**Written exercise**
Rewrite the part that opens with the line containing "of the door" and closes with the line containing "84, 197, 164, 215", putting "camera frame" wherever "feed image" appears and changing nothing else. Give only those lines.

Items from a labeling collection

# # #

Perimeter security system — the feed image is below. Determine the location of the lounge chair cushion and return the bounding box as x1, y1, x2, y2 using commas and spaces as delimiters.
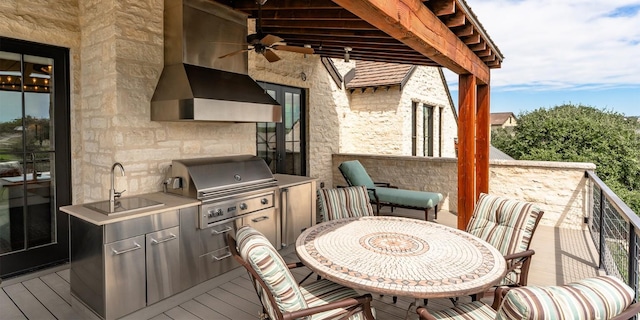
236, 227, 307, 319
318, 186, 373, 221
466, 193, 541, 285
338, 160, 376, 189
496, 276, 634, 320
300, 279, 376, 320
429, 301, 496, 320
376, 187, 442, 209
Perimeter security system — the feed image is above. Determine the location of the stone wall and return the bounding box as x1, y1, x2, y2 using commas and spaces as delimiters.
332, 154, 595, 228
0, 0, 255, 203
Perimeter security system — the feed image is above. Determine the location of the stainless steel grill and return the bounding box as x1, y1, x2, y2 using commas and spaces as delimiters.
166, 155, 277, 229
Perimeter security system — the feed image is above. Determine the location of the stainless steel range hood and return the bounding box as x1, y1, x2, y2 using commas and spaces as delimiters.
151, 0, 282, 122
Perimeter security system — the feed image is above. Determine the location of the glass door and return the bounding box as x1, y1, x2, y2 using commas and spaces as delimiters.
256, 82, 307, 176
0, 38, 71, 278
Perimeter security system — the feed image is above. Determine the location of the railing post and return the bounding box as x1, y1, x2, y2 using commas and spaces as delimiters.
598, 188, 605, 269
628, 223, 638, 301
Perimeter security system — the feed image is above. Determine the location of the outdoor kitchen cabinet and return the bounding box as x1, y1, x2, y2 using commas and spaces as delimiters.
274, 174, 316, 248
70, 210, 181, 319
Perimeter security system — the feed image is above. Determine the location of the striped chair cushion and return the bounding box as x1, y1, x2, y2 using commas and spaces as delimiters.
300, 279, 376, 320
318, 186, 373, 221
496, 276, 634, 320
429, 301, 496, 320
236, 226, 307, 319
467, 193, 541, 285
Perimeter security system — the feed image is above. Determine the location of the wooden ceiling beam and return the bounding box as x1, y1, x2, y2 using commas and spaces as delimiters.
451, 23, 475, 38
424, 0, 456, 17
262, 18, 378, 31
333, 0, 490, 84
442, 12, 467, 28
463, 33, 482, 45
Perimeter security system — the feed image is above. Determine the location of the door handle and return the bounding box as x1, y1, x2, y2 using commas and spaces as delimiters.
211, 251, 231, 261
151, 233, 178, 244
251, 216, 269, 222
111, 242, 142, 255
211, 227, 233, 234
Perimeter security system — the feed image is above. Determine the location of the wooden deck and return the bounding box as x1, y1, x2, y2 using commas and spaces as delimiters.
0, 210, 598, 320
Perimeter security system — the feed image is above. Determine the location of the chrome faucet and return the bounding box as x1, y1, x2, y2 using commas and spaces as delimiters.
109, 162, 127, 212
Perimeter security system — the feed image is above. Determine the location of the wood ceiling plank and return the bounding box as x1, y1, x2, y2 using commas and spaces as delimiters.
333, 0, 490, 84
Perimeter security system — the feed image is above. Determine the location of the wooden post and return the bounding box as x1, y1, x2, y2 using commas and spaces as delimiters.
474, 85, 491, 200
458, 74, 477, 230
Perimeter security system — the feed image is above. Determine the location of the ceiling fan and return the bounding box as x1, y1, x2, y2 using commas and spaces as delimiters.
218, 0, 314, 62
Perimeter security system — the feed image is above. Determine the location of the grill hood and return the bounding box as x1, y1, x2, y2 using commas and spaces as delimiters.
151, 0, 282, 122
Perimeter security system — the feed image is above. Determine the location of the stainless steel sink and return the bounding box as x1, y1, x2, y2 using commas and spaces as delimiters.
84, 197, 164, 215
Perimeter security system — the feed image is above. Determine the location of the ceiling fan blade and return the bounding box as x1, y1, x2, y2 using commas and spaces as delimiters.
262, 49, 280, 62
260, 34, 284, 47
271, 46, 314, 54
218, 48, 253, 59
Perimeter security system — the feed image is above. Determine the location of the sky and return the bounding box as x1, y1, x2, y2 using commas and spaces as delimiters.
445, 0, 640, 116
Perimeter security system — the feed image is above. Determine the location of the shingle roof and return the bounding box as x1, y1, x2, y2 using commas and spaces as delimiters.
491, 112, 516, 125
346, 60, 414, 89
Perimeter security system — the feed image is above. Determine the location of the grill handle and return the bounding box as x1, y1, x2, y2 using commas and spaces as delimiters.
280, 188, 289, 248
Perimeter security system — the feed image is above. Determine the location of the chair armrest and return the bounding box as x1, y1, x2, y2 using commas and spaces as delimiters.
283, 293, 373, 320
491, 287, 511, 311
416, 307, 437, 320
611, 302, 640, 320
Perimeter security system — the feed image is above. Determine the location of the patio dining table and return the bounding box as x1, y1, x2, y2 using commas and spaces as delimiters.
296, 216, 506, 299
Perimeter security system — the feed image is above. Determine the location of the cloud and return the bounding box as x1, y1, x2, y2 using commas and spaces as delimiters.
456, 0, 640, 90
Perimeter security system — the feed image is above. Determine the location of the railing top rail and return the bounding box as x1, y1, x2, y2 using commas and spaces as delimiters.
586, 170, 640, 234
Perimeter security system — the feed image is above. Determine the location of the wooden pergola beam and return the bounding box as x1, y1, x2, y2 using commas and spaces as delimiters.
332, 0, 489, 84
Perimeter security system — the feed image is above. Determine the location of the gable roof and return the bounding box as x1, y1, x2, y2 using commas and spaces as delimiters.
346, 60, 415, 89
491, 112, 516, 126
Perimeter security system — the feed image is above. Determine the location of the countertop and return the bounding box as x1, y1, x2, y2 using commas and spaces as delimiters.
60, 192, 200, 226
273, 174, 318, 188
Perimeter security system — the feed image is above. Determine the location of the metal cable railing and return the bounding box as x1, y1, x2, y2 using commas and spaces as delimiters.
585, 171, 640, 301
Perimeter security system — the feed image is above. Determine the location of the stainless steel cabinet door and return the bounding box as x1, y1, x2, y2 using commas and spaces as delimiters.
238, 209, 280, 249
104, 236, 146, 319
146, 227, 180, 305
280, 183, 315, 248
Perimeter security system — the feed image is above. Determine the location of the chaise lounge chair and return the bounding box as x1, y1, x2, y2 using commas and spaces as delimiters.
338, 160, 442, 220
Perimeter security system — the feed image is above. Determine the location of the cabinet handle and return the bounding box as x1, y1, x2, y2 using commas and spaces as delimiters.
111, 242, 142, 255
211, 227, 233, 234
151, 233, 178, 244
280, 188, 289, 248
211, 251, 231, 261
251, 216, 269, 222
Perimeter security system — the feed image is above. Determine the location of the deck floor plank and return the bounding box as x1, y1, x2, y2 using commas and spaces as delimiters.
149, 313, 173, 320
0, 288, 27, 320
22, 278, 80, 319
40, 272, 71, 304
165, 307, 201, 320
207, 288, 262, 316
195, 293, 262, 319
180, 300, 231, 320
56, 269, 71, 283
4, 283, 56, 320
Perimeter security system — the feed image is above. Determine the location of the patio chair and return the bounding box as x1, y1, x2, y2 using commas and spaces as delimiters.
338, 160, 443, 220
416, 276, 640, 320
227, 226, 375, 320
466, 193, 544, 286
318, 186, 374, 221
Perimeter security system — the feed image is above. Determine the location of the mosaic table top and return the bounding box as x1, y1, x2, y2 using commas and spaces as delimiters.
296, 216, 506, 298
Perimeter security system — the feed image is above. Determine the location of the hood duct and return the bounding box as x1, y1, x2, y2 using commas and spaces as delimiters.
151, 0, 282, 122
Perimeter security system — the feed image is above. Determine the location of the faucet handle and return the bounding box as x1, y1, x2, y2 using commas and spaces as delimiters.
113, 189, 127, 198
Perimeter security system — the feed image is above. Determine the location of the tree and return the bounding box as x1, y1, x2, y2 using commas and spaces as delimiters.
491, 104, 640, 213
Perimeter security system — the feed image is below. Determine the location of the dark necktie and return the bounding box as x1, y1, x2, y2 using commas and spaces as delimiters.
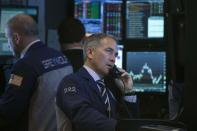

# # #

**Worked answer**
Perimeter security system — the camera frame is above. Determine the location of the door handle and return the bounding box as x1, y1, x2, y2 using commas and spaces as delimiters.
211, 251, 231, 261
151, 233, 178, 244
251, 216, 269, 222
111, 242, 142, 255
211, 227, 233, 234
Perimeter security system — the camera frame is above. Determine the location of the wooden deck and return the bounding box as x1, y1, x2, y2 using commas and spaces as delimiters.
0, 210, 598, 320
Perimeter security system — the camera frame is above. Determine the location of the chrome faucet and return the bounding box as x1, y1, x2, y2 using commas and spaces as delimiters.
109, 162, 127, 212
Perimeter security system — the camera frame is above. Determine the location of the wood ceiling plank and return the bounding box as x1, y1, x2, y2 using commas and spaces as delimiters.
333, 0, 490, 84
Perimeter security system — the camera frame is above. Determine the location of the wooden post and return the bounding box as x1, y1, x2, y2 using commas and spaces as delimiters.
474, 85, 491, 200
458, 74, 477, 230
Perimeter security system — the camera frame is above. Determine the location of the ceiling fan and return the bounding box as x1, y1, x2, y2 using commas and spaces as delimiters.
218, 0, 314, 62
Perimeter security system — the camera frame is above. Determine the location of the grill hood and return the bounding box as x1, y1, x2, y2 using commas and spaces as delimiters.
151, 0, 282, 122
Perimeter security system — the camera frame is above. Determine the location of the stainless steel sink and return the bounding box as x1, y1, x2, y2 using commas and spaces as delimiters.
84, 197, 164, 215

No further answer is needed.